Class ChangelogIterator

  • All Implemented Interfaces:
    java.util.Iterator<org.apache.spark.sql.Row>

    public class ChangelogIterator
    extends java.lang.Object
    implements java.util.Iterator<org.apache.spark.sql.Row>
    An iterator that transforms rows from changelog tables within a single Spark task. It assumes that rows are sorted by identifier columns and change type.

    It removes the carry-over rows. Carry-over rows are the result of a removal and insertion of the same row within an operation because of the copy-on-write mechanism. For example, given a file which contains row1 (id=1, data='a') and row2 (id=2, data='b'). A copy-on-write delete of row2 would require erasing this file and preserving row1 in a new file. The change-log table would report this as (id=1, data='a', op='DELETE') and (id=1, data='a', op='INSERT'), despite it not being an actual change to the table. The iterator finds the carry-over rows and removes them from the result.

[Dataset records]
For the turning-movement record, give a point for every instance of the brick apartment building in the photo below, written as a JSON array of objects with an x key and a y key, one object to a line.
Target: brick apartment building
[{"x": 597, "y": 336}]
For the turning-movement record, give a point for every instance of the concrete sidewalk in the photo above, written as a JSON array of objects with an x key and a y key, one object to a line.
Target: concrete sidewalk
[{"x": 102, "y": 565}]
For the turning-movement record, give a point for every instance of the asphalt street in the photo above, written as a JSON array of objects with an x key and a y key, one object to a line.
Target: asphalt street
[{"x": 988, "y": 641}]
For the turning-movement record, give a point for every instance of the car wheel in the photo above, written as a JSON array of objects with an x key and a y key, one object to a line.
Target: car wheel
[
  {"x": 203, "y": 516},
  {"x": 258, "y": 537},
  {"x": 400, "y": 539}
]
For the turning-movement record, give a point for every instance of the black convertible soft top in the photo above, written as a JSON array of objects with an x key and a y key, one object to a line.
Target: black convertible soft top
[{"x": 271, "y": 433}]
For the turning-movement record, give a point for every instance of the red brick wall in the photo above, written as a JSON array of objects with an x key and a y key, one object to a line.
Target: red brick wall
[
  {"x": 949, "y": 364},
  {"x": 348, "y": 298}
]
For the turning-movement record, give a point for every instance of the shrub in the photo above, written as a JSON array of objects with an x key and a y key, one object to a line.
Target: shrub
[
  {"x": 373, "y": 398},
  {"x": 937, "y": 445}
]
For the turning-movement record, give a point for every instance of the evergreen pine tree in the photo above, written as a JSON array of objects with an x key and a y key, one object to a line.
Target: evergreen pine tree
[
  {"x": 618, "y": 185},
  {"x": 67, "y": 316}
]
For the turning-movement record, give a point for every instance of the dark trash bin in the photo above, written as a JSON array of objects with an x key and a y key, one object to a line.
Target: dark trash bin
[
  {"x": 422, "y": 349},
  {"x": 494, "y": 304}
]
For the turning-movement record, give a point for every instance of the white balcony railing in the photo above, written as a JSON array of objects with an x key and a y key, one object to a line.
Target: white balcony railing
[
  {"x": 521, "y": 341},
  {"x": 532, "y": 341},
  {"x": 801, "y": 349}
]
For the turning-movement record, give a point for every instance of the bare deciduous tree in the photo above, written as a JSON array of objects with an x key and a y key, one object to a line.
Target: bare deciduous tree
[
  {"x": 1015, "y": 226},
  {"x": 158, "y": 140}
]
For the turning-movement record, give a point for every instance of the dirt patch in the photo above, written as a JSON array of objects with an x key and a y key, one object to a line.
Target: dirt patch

▶ _Written request A_
Answer these questions from the ChangelogIterator documentation:
(i) Which interface does the class implement?
(ii) By what does the iterator assume rows are sorted?
(iii) What mechanism causes carry-over rows?
▶ _Written request B_
Carry on the ChangelogIterator documentation, starting after its last sentence.

▶ _Written reply A_
(i) java.util.Iterator<org.apache.spark.sql.Row>
(ii) By identifier columns and change type.
(iii) The copy-on-write mechanism.

▶ _Written reply B_
    This iterator also finds delete/insert rows which represent an update, and converts them into update records. For example, these two rows

    • (id=1, data='a', op='DELETE')
    • (id=1, data='b', op='INSERT')

    will be marked as update-rows:

    • (id=1, data='a', op='UPDATE_BEFORE')
    • (id=1, data='b', op='UPDATE_AFTER')
    • Method Summary

      All Methods Static Methods Instance Methods Concrete Methods 
      Modifier and Type Method Description
      static java.util.Iterator<org.apache.spark.sql.Row> create​(java.util.Iterator<org.apache.spark.sql.Row> rowIterator, org.apache.spark.sql.types.StructType rowType, java.lang.String[] identifierFields)
      Creates an iterator for records of a changelog table.
      boolean hasNext()  
      org.apache.spark.sql.Row next()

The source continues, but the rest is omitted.